Jobs:
• 1. Can you write out everything from "As technicians we" down to "with our career." in the text on applying for internal roles?
• 2. Answer these questions on the text on applying for internal roles, marking each answer the same way:
(a) What do most companies do with roles before going to market?
(b) What do technicians give themselves permission to do when building systems?
(c) What did the writer's boss ask after the writer claimed to be more qualified than a peer?

— BEGIN Extract —

Most companies advertise roles internally before going to market. These usually come with an object selection process, and a great way to get recognition or a promotion.
“I don’t want to waste their time by applying”
I’m not good enough, so I’m wasting that very busy and important managers very limited time right? No. You have just helped them identify their leadership talent pipeline. You have demonstrated a willingness to step up, get involved, lead positive change and grow with the company. You are gold to them right now. They know where to focus training efforts, who to coach and mentor, who to invest that precious time in. They know who to reach out for to run initiative and who their change agent might be.
As technicians we give our ourselves permission to experiment, fail and learn when building systems. We troubleshoot. We try one thing, if it doesn’t work we try another. We need to give ourselves that same permission with our career.
It’s unlikely, though not unheard of, that you will get a leadership role the first time you apply. I didn’t. The first time I applied for a team lead position internally I had been a dev for quite a few years and had often taken the reigns when my manager went away. I did not even occur to me that I should apply for the open lead role in my company. When I heard that a peer had thrown his hat in the ring, I mentioned to my boss that I felt even I was more qualified. So he asked me why I hadn’t applied. And then the penny dropped. No one was going to tap me on the shoulder and say “you are now ready! You have permission, now to go be a team leader”. I had been waiting for recognition. I didn’t want to suggest I was ready, that’s just not humble or likeable, and I knew I wasn’t perfect.

— END Extract —
— BEGIN Raw data —

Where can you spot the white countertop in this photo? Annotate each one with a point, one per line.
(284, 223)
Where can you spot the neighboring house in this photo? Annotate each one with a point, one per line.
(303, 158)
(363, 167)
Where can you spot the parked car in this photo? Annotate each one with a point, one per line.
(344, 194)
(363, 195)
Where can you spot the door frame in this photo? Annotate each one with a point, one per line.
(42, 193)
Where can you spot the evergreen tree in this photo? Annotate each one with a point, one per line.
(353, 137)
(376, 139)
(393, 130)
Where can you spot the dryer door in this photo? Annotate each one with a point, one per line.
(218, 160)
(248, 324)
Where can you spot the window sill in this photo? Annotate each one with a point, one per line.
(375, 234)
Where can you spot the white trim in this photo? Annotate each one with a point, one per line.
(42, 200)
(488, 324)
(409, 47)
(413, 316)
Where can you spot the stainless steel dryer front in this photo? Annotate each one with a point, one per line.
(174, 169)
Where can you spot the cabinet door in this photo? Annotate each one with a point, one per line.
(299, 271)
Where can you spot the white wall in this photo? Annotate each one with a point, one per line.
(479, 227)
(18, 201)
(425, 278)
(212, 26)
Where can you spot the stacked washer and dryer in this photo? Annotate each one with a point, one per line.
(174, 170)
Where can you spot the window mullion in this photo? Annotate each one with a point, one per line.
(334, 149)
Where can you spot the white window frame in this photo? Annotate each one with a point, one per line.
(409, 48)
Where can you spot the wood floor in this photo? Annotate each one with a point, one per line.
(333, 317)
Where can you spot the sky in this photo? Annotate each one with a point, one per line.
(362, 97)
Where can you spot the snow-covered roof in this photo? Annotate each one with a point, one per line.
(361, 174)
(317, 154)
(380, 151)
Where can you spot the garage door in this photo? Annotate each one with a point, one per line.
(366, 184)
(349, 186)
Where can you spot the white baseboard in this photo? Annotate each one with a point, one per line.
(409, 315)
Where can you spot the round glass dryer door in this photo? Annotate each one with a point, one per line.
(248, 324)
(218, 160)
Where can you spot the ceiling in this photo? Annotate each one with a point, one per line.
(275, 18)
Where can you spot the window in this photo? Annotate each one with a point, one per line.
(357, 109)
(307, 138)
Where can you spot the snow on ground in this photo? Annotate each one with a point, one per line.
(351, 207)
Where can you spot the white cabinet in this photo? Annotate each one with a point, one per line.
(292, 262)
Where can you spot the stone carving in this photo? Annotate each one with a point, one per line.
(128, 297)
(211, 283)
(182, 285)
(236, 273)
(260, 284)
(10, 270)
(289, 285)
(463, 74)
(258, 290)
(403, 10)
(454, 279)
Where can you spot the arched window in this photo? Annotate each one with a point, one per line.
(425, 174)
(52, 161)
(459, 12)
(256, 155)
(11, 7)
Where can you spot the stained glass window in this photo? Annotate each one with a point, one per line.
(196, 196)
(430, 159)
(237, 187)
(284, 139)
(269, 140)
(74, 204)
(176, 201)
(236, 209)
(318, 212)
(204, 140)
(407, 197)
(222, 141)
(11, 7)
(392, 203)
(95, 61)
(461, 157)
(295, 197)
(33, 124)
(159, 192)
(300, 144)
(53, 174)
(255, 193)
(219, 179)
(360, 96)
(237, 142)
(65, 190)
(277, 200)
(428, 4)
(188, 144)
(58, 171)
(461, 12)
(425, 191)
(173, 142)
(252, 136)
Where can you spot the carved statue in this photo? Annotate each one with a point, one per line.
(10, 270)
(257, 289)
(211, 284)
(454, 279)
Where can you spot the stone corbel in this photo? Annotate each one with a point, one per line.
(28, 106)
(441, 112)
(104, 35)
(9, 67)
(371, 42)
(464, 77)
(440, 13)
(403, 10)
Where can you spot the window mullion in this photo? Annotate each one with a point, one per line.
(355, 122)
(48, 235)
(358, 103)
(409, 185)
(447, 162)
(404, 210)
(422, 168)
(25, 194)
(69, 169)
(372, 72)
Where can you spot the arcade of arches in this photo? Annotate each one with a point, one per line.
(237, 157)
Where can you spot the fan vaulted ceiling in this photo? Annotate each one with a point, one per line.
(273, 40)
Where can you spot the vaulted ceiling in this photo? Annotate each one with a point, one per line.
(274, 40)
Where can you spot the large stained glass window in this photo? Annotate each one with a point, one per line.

— END Raw data —

Expected answers:
• 1.
As technicians we give our ourselves permission to experiment, fail and learn when building systems. We troubleshoot. We try one thing, if it doesn’t work we try another. We need to give ourselves that same permission with our career.

• 2.
(a) They advertise the roles internally.
(b) Experiment, fail and learn.
(c) Why the writer hadn't applied.